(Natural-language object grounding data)

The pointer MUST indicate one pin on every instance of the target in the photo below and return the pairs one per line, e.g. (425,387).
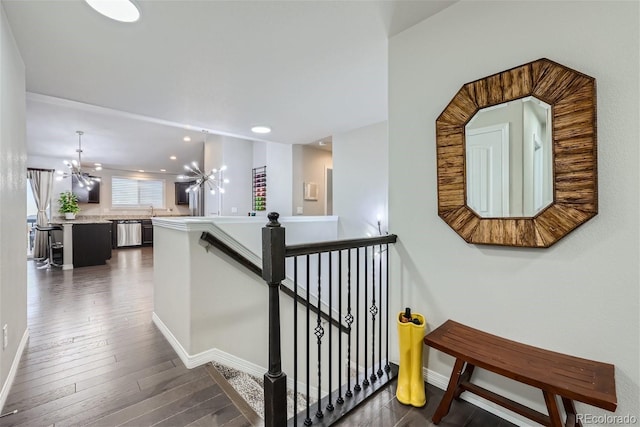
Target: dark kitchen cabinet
(182,197)
(91,244)
(147,232)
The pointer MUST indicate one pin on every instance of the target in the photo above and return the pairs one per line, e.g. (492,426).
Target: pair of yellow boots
(410,390)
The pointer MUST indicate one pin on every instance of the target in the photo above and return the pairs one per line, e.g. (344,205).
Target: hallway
(95,358)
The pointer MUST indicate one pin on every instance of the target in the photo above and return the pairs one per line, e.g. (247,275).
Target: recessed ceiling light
(261,129)
(118,10)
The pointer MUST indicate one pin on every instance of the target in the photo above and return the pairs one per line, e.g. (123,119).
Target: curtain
(41,182)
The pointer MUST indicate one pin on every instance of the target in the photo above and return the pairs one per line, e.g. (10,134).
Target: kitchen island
(85,242)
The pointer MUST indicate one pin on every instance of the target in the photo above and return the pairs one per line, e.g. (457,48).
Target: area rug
(251,389)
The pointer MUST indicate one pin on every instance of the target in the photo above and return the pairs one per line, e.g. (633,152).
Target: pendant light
(75,168)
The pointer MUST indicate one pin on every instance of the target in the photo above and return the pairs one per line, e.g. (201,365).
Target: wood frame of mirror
(572,96)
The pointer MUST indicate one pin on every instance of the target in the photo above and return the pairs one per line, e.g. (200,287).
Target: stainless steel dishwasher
(129,232)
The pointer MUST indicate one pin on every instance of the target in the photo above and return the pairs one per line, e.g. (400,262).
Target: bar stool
(55,247)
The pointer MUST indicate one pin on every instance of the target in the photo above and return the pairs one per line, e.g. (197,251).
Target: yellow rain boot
(416,381)
(403,389)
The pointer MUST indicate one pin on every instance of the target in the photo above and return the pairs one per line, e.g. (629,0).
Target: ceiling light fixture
(214,180)
(261,129)
(75,168)
(118,10)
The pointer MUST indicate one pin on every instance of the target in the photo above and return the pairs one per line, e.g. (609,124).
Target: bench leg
(552,407)
(465,377)
(449,394)
(570,409)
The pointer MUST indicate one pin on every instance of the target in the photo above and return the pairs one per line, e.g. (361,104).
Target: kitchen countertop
(98,219)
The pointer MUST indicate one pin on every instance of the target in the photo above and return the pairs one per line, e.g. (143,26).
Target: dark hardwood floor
(94,358)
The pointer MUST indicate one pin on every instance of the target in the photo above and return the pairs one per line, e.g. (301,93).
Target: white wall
(279,178)
(13,209)
(581,295)
(241,156)
(360,184)
(310,165)
(238,157)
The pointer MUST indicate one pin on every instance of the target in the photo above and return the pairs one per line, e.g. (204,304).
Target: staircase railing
(362,281)
(211,240)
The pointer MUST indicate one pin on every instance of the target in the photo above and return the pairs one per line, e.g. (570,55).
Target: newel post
(273,272)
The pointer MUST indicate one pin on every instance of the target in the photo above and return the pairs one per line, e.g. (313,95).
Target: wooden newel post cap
(273,219)
(273,250)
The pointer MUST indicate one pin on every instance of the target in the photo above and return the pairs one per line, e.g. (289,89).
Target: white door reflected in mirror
(509,159)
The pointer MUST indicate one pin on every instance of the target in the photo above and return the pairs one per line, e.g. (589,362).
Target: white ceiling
(308,69)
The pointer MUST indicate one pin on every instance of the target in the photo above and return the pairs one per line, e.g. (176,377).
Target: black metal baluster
(340,400)
(374,311)
(319,332)
(307,420)
(365,382)
(349,320)
(330,404)
(357,386)
(386,366)
(295,341)
(380,372)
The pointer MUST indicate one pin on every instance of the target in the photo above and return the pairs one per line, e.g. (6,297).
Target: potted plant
(68,204)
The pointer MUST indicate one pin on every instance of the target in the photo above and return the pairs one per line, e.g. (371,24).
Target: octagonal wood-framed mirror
(572,98)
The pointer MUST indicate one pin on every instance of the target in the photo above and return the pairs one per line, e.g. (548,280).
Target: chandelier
(214,180)
(75,169)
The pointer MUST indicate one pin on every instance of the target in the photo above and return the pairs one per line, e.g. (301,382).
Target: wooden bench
(556,374)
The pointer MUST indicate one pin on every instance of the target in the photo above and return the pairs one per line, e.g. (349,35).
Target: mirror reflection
(509,159)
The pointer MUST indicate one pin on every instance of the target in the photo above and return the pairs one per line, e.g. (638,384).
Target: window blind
(132,192)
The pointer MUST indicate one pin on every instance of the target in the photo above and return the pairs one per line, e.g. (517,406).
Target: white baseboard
(216,355)
(190,361)
(6,387)
(442,382)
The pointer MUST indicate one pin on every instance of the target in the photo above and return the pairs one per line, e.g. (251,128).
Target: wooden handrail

* **Work request**
Leave the images out and print each entry exactly.

* **Solution to the exercise**
The pointer MUST indicate one pin on every instance of the target in the photo below and return the pairs one per line, e.g. (425,387).
Target: dark kitchen cabinet
(182,197)
(91,244)
(147,232)
The pointer MUST indicate one pin on every instance of the target in the photo above and return the pairs one per line, e.g. (492,426).
Target: pair of yellow boots
(410,390)
The pointer MUST indicate one pin on every instance of the target in the photo above and return the pairs one per line, e.g. (344,205).
Target: hallway
(95,358)
The pointer MUST indicate one pin on every instance of the target in the photo above and return the pairs one per line, e.g. (247,275).
Target: recessed ceiling light
(261,129)
(118,10)
The pointer MUST indicate one pin on every instance of the target in the photo above and return the pairs one per line, e.g. (123,119).
Target: curtain
(41,182)
The pointer MUST indicate one pin on every instance of the target in the photo above and return the pairs one per line, e.g. (10,134).
Target: kitchen island
(85,242)
The pointer MUST indicate one pin on every instance of the target in the photo above and return the pairs one per line, e.g. (457,48).
Target: area rug
(251,389)
The pointer MUST indicate one pin on every instance of the target in the photo above and return the pairs one per line, e.g. (633,152).
Target: pendant light
(75,168)
The pointer MUST indicate one pin on every instance of the target in the photo above and return the pairs one per line, e.g. (201,365).
Target: wood frame of mirror
(572,96)
The pointer MUST indicate one pin on every instance of the target in the photo above and return the pairs one per line, e.g. (200,287).
Target: stainless steel dishwasher
(129,232)
The pointer MUST indicate one pin on every instance of the target in the photo above and return the pairs one per line, e.g. (400,262).
Target: bar stool
(55,247)
The pointer MUST indicate one pin on every instance of the target in the photo above and return the pairs one per line, e.g. (197,251).
Target: yellow rain boot
(416,381)
(403,389)
The pointer MUST indicate one pin on every instance of the target in the photo above and return the pairs one per line, e.g. (629,0).
Target: ceiling light fixture
(214,180)
(261,129)
(75,168)
(118,10)
The pointer MUST indicate one pin on every instance of the target in the photo above and return the pairs one per line, e.g. (609,124).
Target: bench leg
(552,407)
(465,377)
(449,394)
(570,409)
The pointer MUST indicate one pin on every instance of the target in the photo above and return the pairs one per line, e.g. (361,104).
Target: kitchen countertop
(98,219)
The pointer MUST indicate one pin on every instance of the target in the photo above and return the pairs one per line, e.g. (143,26).
Target: dark hardwood floor
(94,358)
The pointer MUST indicate one pin on every instance of the target in the photo above and return the pairs one per line, e.g. (301,93).
Target: white wall
(279,178)
(13,209)
(581,295)
(241,156)
(360,184)
(310,165)
(238,157)
The pointer MUST indicate one pin on every instance of the target in the photo above and return the pairs one per line, e.g. (204,304).
Target: staircase railing
(362,281)
(211,240)
The pointer MUST indicate one pin on every instance of the target in the photo above and return the pairs one per line, e.g. (570,55).
Target: newel post
(273,272)
The pointer MUST indicate one pin on every instance of the target in the photo above and return the pairs one per line, e.g. (313,95).
Target: wooden newel post cap
(273,219)
(273,250)
The pointer MUST indicate one pin on every instance of the target in the photo above and return the pairs one per line, e.g. (289,89).
Target: white door reflected in mirror
(509,159)
The pointer MUST indicate one pin on every instance of the target in the photo above and return the pairs one per line, e.g. (589,362).
Target: white ceiling
(308,69)
The pointer MUST indicate one pin on every instance of the target in the photo above and return the pairs one per line, e.g. (176,377).
Target: black metal baluster
(340,400)
(374,311)
(319,332)
(307,420)
(365,382)
(349,320)
(330,404)
(357,386)
(386,366)
(295,341)
(380,372)
The pointer MUST indicate one pin on every instance of the target in the photo above and return the pairs one per line, e.g. (6,297).
Target: potted plant
(68,204)
The pointer MUST indicate one pin on every instance of the target in the photo above and return the pairs one per line, e.g. (371,24).
Target: octagonal wood-framed mirror
(572,98)
The pointer MUST indicate one pin on every instance of the target in the photo above and return the pairs one per line, e.g. (548,280).
Target: chandelier
(214,180)
(75,169)
The pointer MUST indicate one pin on every instance of the target in the photo above and return the pairs one per line, e.g. (301,382).
Target: wooden bench
(556,374)
The pointer MUST indicate one pin on every instance of the target in the photo above and return the pairs one per line, e.g. (349,35).
Target: mirror reflection
(509,159)
The pointer MUST indicate one pin on every instance of the target in the photo above and return the pairs one per line, e.g. (638,384).
Target: window blind
(132,192)
The pointer MUST indicate one pin on every instance of the target in the photo above and return the pairs one per line, e.g. (517,406).
Target: white baseboard
(216,355)
(190,361)
(6,387)
(442,382)
The pointer MUST indicate one pin on every instance of the target in the photo above and return the pairs one per line, e.g. (251,128).
Target: wooden handrail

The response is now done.